» **RECORDS SUPPLIED**
================
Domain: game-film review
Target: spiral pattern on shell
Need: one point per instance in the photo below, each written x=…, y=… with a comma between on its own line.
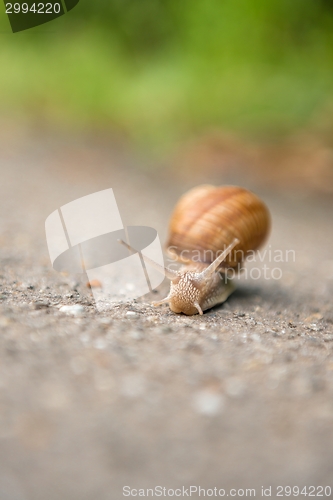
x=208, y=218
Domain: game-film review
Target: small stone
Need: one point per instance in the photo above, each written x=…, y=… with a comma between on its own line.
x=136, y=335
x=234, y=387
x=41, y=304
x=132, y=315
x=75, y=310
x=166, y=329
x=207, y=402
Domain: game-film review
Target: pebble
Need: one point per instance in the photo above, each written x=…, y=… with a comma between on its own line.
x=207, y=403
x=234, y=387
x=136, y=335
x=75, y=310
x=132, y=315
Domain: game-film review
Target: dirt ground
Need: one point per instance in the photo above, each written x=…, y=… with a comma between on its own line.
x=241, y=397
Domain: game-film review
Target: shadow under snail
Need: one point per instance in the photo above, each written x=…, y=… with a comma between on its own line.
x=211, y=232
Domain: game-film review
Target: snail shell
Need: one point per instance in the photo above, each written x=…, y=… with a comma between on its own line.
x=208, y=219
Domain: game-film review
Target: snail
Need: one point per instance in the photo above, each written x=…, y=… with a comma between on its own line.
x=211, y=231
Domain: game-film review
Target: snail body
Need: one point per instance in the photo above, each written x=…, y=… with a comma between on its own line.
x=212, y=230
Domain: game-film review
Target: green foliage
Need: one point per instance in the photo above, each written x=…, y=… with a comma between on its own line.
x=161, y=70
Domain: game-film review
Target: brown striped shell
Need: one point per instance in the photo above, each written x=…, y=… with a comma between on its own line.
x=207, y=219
================
» **GIVEN EXERCISE**
Output every line of the records above as a numbered list, omitting blank lines and leaving out the pictures.

» **SOLUTION FOR THIS PROBLEM**
1. Domain: game-film review
2. Target: spiral pattern on shell
3. Need: one point per instance in the photo below, each written x=…, y=… with a comma between on its own line.
4. x=208, y=218
5. Domain: game-film review
6. Target: small stone
7. Need: one point per instance in the photo above, each written x=…, y=… with a comma between on its own line.
8. x=136, y=335
9. x=234, y=387
10. x=41, y=304
11. x=132, y=315
12. x=75, y=310
13. x=166, y=329
14. x=207, y=402
15. Domain: game-film review
16. Target: pebble
17. Need: one point per instance in the photo above, each written x=…, y=… with a comma between on its own line.
18. x=207, y=403
19. x=234, y=387
20. x=136, y=335
21. x=75, y=310
22. x=132, y=315
23. Domain: game-film review
24. Target: dirt ground
25. Need: one point per instance in the photo above, each written x=…, y=… with a comma between on its own line.
26. x=241, y=397
27. Domain: game-film review
28. Target: shadow under snail
29. Need: one point per instance in the photo above, each written x=…, y=… with a comma between on its own line.
30. x=211, y=232
31. Domain: game-film review
32. Target: snail shell
33. Need: one point per instance in the photo above, each written x=…, y=… with a comma between on its own line.
34. x=208, y=219
35. Domain: game-film review
36. Target: snail
37. Need: one point per instance in the photo above, each written x=…, y=… with a comma between on its own line.
38. x=211, y=231
39. Domain: game-film review
40. Target: snail body
41. Need: one point per instance in the photo above, each written x=…, y=… with a comma between on its own line.
42. x=212, y=230
43. Domain: game-film review
44. Target: green foliage
45. Need: one point per instance in the photo above, each written x=…, y=… with a comma between on its own line.
46. x=161, y=70
47. Domain: game-film review
48. Target: brown striped shell
49. Need: one point per instance in the photo above, each written x=…, y=… with a comma between on its own line.
50. x=207, y=219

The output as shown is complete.